Switch every "locate" in the records below to "mark" and reproduce the lines with nothing else changed.

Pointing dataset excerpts
__________________________________________________

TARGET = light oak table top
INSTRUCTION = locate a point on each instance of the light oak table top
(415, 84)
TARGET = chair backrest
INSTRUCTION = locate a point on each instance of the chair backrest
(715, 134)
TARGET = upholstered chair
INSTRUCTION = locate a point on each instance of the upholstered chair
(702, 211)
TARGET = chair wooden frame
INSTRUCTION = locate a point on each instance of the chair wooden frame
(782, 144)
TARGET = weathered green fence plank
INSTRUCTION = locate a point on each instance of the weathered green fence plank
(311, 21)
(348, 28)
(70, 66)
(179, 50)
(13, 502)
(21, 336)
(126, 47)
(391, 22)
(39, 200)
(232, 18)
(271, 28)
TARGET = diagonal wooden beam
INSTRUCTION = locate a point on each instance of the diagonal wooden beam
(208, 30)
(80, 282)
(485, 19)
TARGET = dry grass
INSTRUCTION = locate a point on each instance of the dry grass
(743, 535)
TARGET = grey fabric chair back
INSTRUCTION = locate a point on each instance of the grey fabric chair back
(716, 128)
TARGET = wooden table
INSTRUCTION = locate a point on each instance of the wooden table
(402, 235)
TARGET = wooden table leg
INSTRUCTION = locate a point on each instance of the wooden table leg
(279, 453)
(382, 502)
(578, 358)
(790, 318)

__________________________________________________

• **Written response**:
TARGET = light oak table top
INSTRUCTION = mark a point on each instance of the light oak table top
(415, 84)
TARGET = chair backrest
INSTRUCTION = mark a point on each instance of the chair backrest
(715, 134)
TARGET = upholstered chair
INSTRUCTION = mark a point on each instance of the upholstered chair
(702, 211)
TARGET = chair wooden frame
INSTRUCTION = mark a point on each instance of the chair wooden frame
(782, 144)
TARGET = weathered green fence plank
INSTRUCTION = mark a point on each instance of the weathered green fence plank
(311, 21)
(348, 28)
(70, 66)
(179, 50)
(13, 502)
(21, 336)
(126, 47)
(391, 22)
(39, 200)
(232, 18)
(271, 28)
TARGET = diagonal wooden beam
INSTRUCTION = mark a point on each instance of the diagonal wooden beam
(208, 30)
(80, 282)
(485, 19)
TARGET = dry grass
INSTRUCTION = mark a point on each instance of the dry grass
(743, 535)
TARGET = grey fabric chair back
INSTRUCTION = mark a point on each instance of the grey fabric chair back
(716, 128)
TARGET = wooden table
INSTRUCTION = mark a point on each instance of the wooden table
(402, 235)
TARGET = wooden table leg
INSTRUCTION = mark a point on each instance of the wooden table leg
(279, 453)
(382, 502)
(578, 358)
(790, 318)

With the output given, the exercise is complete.